* _Task goal_
Reproduce the records below word for word, starting at their first line and ending at the line that contains "point(203, 287)", with both of those lines included.

Begin

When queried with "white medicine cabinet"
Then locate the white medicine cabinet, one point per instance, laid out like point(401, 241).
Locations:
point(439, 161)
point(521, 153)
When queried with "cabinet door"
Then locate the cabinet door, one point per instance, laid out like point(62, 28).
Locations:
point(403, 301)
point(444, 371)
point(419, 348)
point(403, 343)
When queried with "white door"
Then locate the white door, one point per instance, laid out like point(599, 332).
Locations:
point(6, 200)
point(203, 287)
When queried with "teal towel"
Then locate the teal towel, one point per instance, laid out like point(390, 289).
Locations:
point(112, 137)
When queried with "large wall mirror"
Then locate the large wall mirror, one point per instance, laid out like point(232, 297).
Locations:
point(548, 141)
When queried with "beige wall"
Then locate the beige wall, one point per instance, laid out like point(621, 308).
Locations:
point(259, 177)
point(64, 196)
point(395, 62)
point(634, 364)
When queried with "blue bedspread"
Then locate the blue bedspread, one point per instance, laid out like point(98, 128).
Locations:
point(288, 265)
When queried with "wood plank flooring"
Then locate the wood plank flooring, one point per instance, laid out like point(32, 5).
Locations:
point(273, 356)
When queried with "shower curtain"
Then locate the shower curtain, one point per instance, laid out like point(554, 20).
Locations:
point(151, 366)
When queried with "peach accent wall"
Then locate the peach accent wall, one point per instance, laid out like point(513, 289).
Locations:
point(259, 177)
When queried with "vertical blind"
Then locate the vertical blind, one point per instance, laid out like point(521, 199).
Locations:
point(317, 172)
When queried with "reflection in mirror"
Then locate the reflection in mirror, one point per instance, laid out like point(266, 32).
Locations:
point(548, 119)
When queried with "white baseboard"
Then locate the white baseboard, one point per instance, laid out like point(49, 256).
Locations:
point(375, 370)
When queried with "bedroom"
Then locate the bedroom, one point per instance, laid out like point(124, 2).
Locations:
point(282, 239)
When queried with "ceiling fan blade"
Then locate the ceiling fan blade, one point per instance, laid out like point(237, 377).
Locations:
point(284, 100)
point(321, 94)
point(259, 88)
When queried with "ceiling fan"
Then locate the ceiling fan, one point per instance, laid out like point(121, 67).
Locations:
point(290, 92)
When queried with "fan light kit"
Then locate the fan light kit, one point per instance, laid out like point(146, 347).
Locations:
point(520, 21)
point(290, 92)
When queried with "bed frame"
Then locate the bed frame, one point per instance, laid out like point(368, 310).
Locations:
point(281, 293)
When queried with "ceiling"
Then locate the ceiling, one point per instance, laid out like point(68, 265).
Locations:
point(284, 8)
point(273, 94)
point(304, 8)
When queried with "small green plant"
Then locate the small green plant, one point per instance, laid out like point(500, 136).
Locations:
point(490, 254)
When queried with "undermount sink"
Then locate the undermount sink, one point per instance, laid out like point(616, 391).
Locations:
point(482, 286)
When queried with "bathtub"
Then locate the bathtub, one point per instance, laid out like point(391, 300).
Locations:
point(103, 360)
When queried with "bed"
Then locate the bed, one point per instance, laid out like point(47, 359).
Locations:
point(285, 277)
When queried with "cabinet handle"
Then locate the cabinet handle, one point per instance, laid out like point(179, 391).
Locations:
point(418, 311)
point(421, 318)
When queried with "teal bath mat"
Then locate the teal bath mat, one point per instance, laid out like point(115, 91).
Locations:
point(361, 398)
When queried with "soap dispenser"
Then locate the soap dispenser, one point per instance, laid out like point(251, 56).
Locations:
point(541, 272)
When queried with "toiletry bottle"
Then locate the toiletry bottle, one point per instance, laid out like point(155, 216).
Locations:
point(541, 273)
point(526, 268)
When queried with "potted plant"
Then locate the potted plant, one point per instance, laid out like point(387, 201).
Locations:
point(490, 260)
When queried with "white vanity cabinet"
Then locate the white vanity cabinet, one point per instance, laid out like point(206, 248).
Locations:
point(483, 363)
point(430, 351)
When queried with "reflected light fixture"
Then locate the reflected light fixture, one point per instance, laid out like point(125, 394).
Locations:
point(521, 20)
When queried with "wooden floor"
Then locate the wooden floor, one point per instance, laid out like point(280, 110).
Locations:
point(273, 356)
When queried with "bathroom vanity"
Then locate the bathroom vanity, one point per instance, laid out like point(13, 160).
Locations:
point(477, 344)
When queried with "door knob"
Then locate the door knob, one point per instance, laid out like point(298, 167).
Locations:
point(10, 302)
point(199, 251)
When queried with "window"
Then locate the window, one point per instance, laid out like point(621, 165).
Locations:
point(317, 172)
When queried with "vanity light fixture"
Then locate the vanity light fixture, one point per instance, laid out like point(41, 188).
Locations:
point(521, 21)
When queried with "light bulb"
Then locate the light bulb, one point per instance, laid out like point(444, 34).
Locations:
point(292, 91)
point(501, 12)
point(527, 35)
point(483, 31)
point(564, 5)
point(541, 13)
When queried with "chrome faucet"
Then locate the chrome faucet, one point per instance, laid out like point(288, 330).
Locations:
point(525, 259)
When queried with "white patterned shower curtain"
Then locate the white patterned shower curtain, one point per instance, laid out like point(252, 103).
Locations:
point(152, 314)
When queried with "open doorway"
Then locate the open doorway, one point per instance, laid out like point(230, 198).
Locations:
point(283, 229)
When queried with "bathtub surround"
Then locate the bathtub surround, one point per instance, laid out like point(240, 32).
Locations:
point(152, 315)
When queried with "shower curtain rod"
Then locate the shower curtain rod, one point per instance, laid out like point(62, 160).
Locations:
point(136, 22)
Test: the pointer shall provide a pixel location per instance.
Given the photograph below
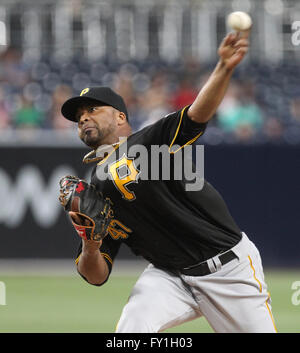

End

* _Task answer_
When queried with "white medicine cabinet"
Then locate the white medicine cabinet, one point per instance, laid out like point(401, 241).
Locations:
point(439, 161)
point(521, 153)
When queried with "cabinet door"
Then locate the cabinet door, one point per instance, laid out like point(62, 28).
Locations:
point(403, 301)
point(444, 371)
point(419, 348)
point(403, 343)
When queried with "white door"
Then locate the white door, one point per instance, laid out like point(599, 332).
Locations:
point(6, 200)
point(203, 287)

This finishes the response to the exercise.